== Texte extrait
LA GT DES FAMILLES
Depuis 1981, BMW dispose dans sa
gamme de la référence des berlines sportives : la série 5 M5. Un titre et un positionnement inauguré en 1981 ave cla première M5 e28 et que la génération e34 va confirmer à son tour à partir de 1988. Véritable
artilleuse, la BMW M5 est devenue l'égérie des amateurs
de berlines musclées grâce à son homogénéité
hors-pair. Comme le dit si bien le slogan de l'époque : l'esprit de la course dans une voiture de luxe
Texte:
Sébastien DUPUIS - Photos: D.R.
Avec sa M5 E28, apparue
en 1981, BMW lançait officiellement la marque du "M"
de Motorsport au sein de sa gamme courante en plaçant sous le capot le six cylindres en
lignes 3,5 litres du coupé
M1 développant 286 ch ! Séances "travers de porc"
assurées, et les amateurs de survirages s'en souviennent
encore. Mais dès le milieu des années 80, la caisse
des E28 apparait d'un autre âge.
Ainsi BMW se remet à l'ouvrage et à la planche à
dessin pour concevoir une des berlines les plus abouties du segment : la M5 e34.
PRESENTATION
Dès sa présentation, la BMW série 5 E34
affiche d'emblée sa différence avec sa devancière.
Elle a forci, pris du volume, et a progressé en habitabilité,
même si elle n'est pas devenu pour autant la référence
du marché dans ce domaine. Sur la M5, les boucliers avant et arrière sont notamment complétés de rajouts aérodynamiques spécifiques, tout en conservant une extrême sobriété pour une voiture de plus de 300 ch. De toute évidence, BMW n'a pas voulu rééditer l'aspect "tuning" de la M5 e28 et concocte une berline avant tout haut de gamme. Un positionnement confirmé par un tarif très élitiste d'environ 500.000 FF en 1991, soit 300.000 de plus qu'une 535i ! L'oeil averti remarquera néanmoins les bas de caisse plus enveloppants, la lame avant et le diffuseur arrière, de couleur grise avec l'option pack Nürburgring. Mais dans l'ensemble, la première mouture de M5 e34 reste très proche visuellement d'une "simple" 525i, et pour un peu ses jantes spécifiques avec cache central passeraient pour de vulgaires enjoliveurs en plastique, un comble ! De série, la M5 est en effet dotée de jantes alu 17 pouces "M system" en deux parties avec des ailettes créant un effet de turbine pour évacuer l'air chaud des disques de freins. A l'image de la série 7 e32 lancée à la même période, le dessin des feux arrière de la série 5 e34 en "L" est notamment innovant par rapports aux précédents modèles de la marque.
====
== Jeu de données
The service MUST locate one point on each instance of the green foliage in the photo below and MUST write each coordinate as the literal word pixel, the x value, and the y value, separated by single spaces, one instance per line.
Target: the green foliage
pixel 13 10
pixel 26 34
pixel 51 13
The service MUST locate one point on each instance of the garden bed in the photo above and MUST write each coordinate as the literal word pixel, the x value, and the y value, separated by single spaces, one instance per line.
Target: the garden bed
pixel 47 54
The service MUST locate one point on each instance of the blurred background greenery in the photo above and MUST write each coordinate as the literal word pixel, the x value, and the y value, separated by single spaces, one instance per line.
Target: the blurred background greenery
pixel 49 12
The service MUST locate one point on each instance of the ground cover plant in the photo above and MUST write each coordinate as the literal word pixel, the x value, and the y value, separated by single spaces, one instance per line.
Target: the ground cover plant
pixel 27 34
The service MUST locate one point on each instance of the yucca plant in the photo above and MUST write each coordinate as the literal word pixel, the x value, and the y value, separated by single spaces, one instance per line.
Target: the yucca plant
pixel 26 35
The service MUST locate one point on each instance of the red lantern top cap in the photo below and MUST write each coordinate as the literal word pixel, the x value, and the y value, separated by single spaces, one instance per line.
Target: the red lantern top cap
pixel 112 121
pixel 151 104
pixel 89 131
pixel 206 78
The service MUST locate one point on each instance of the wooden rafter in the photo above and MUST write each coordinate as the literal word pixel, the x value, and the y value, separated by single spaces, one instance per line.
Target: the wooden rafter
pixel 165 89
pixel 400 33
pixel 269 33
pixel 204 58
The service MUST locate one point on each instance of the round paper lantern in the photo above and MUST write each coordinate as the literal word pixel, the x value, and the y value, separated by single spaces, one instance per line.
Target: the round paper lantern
====
• Consigne A
Veuillez relever dans l'article sur la BMW M5 tous les codes de génération commençant par la lettre E.
• Consigne B
Dans l'article sur la BMW M5, reproduisez fidèlement le passage qui débute aux mots « assurées, et les » et s'arrête après « segment : la M5 e34. ».
• Consigne C
D'après l'article sur la BMW M5, combien coûtait environ la M5 e34 en 1991 ?

• Réponse A
E28, E34, E32

• Réponse B
assurées, et les amateurs de survirages s'en souviennent
encore. Mais dès le milieu des années 80, la caisse
des E28 apparait d'un autre âge.
Ainsi BMW se remet à l'ouvrage et à la planche à
dessin pour concevoir une des berlines les plus abouties du segment : la M5 e34.

• Réponse C
Environ 500.000 FF.